— TASK TO CARRY OUT —
Reproduce the records below exactly, leaving their images out.

Referring expression pointing data:

•••

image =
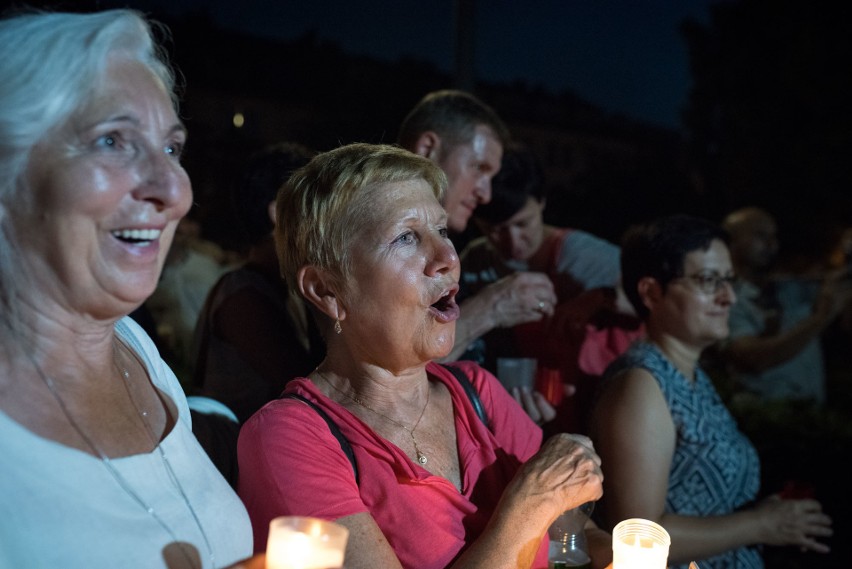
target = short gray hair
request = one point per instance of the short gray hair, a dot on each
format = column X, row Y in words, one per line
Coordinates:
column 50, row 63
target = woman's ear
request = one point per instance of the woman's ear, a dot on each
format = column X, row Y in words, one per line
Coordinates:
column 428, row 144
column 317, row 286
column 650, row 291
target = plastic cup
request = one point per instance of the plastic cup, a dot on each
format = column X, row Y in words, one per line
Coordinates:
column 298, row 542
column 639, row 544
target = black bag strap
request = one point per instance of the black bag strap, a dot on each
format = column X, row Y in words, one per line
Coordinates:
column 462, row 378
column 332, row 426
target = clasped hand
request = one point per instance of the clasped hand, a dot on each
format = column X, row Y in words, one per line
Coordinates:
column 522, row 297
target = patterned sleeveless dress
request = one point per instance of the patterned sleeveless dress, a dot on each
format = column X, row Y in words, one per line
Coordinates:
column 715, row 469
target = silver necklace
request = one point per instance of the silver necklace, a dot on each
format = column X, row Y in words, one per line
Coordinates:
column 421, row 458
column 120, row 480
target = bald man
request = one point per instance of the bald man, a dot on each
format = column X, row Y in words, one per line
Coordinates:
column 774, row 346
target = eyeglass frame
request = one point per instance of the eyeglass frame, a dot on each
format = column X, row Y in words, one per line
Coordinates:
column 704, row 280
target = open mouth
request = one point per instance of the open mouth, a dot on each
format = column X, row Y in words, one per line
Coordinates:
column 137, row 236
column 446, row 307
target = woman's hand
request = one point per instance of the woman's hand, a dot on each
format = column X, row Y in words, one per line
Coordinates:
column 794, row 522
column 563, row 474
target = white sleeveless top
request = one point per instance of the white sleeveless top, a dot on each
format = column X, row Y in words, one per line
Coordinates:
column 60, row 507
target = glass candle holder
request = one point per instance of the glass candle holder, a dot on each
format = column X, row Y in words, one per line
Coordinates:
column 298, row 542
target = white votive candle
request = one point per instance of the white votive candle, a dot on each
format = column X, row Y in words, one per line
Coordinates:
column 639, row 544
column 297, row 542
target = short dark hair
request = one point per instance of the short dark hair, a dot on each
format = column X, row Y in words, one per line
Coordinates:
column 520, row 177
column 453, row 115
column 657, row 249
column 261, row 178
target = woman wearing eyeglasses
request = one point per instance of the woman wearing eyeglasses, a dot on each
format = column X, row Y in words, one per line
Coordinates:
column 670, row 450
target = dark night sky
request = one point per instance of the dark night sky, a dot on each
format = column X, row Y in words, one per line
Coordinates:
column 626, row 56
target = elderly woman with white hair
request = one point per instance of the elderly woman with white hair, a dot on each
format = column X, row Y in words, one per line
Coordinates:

•••

— ANSWER SPACE —
image =
target = short gray hair
request = one point per instance of the short gray hair, a dot on each
format = column X, row Y in words, one per line
Coordinates:
column 50, row 63
target = woman's ear
request = one point per instance of the woman's ear, a dot on each
format = column X, row Y in words, one per line
Coordinates:
column 428, row 144
column 317, row 286
column 650, row 291
target = plastic cup
request = one point per instance of the plastic cup, a dot on each
format = column X, row Y in words, one per line
Coordinates:
column 298, row 542
column 639, row 544
target = black bag strap
request = one point per instance of the black bag strap, a dot on each
format = column X, row Y in words, one per line
Coordinates:
column 462, row 378
column 332, row 426
target = clasped hand
request = one point per instance of the clasped hand, a dot on each
format = column X, row Y in words, one per line
Coordinates:
column 522, row 297
target = patterned sleeveless dress
request = one point per instance of the patterned sleeveless dress, a dot on each
format = column X, row Y in words, one per line
Coordinates:
column 715, row 469
target = silver necklace
request = one point per instance of the silver necklace, a dot on each
format = column X, row Y in words, one per line
Coordinates:
column 421, row 458
column 120, row 480
target = bald man
request = one point per instance of the bald man, a dot on each
format = column X, row Y in words, one per line
Coordinates:
column 774, row 346
target = eyeglass frame
request = one point per instance of the eyeglass frame, a dot on each
format = column X, row Y in words, one per line
Coordinates:
column 704, row 280
target = open mouth
request = one point per instance of the open mouth, a dot on each
format = column X, row Y in words, one per line
Coordinates:
column 137, row 236
column 446, row 307
target = woman's hand
request = one point per instance of the woman's hand, a dot on each
format = column X, row Y in words, one per line
Coordinates:
column 794, row 522
column 563, row 474
target = white sleeveless top
request = one point per instance of the white sleeveless top, a dot on each
format = column X, row Y in words, one per line
Coordinates:
column 60, row 507
target = glass candle holder
request = one point per instance of the glass candle holder, a dot on each
format = column X, row Y in words, one per line
Coordinates:
column 298, row 542
target = white votive candle
request = one point per instance of the white votive candle, a dot on each
format = column X, row Y in words, one per line
Coordinates:
column 639, row 544
column 297, row 542
target = short dark hair
request = one point per instance of the short dark hair, a dot on each
format = column X, row Y in words, one per line
Coordinates:
column 520, row 177
column 453, row 115
column 657, row 249
column 261, row 178
target = woman wearing eyeglasses
request = one point per instance of the woman wearing eyeglasses, a dot on each
format = column X, row Y in words, one per line
Coordinates:
column 670, row 450
target = dark night sky
request = one point per instance of the dark night sky, a dot on each
format = column X, row Y in words, one per line
Coordinates:
column 626, row 56
target = elderly woman with white hair
request = one point per instance of the elderly woman with white hair, a dot on each
format = column X, row Y in words, one per line
Coordinates:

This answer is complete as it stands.